Excerpts from a detection dataset:
++++++++++
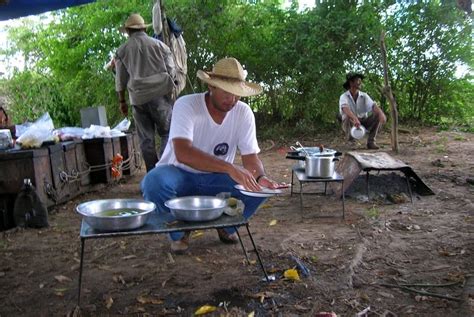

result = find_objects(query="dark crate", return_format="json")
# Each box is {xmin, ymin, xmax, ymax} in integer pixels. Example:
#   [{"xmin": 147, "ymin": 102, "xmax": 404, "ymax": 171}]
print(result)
[
  {"xmin": 120, "ymin": 133, "xmax": 137, "ymax": 176},
  {"xmin": 48, "ymin": 143, "xmax": 71, "ymax": 203},
  {"xmin": 132, "ymin": 131, "xmax": 143, "ymax": 169},
  {"xmin": 61, "ymin": 141, "xmax": 81, "ymax": 199},
  {"xmin": 0, "ymin": 194, "xmax": 16, "ymax": 231},
  {"xmin": 112, "ymin": 136, "xmax": 123, "ymax": 180},
  {"xmin": 0, "ymin": 148, "xmax": 55, "ymax": 207},
  {"xmin": 83, "ymin": 138, "xmax": 114, "ymax": 184},
  {"xmin": 74, "ymin": 140, "xmax": 91, "ymax": 193}
]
++++++++++
# Task requirements:
Pick out every line of the listing above that contains the string "xmin", matching case exactly, and copy each one.

# Finished answer:
# Each box is {xmin, ymin, xmax, ymax} in integer pixels. Example:
#   [{"xmin": 147, "ymin": 102, "xmax": 404, "ymax": 171}]
  {"xmin": 120, "ymin": 133, "xmax": 137, "ymax": 176},
  {"xmin": 48, "ymin": 143, "xmax": 71, "ymax": 203},
  {"xmin": 132, "ymin": 131, "xmax": 143, "ymax": 169},
  {"xmin": 61, "ymin": 141, "xmax": 81, "ymax": 199},
  {"xmin": 0, "ymin": 194, "xmax": 16, "ymax": 231},
  {"xmin": 112, "ymin": 136, "xmax": 123, "ymax": 180},
  {"xmin": 0, "ymin": 148, "xmax": 55, "ymax": 207},
  {"xmin": 83, "ymin": 138, "xmax": 114, "ymax": 184},
  {"xmin": 74, "ymin": 140, "xmax": 91, "ymax": 193}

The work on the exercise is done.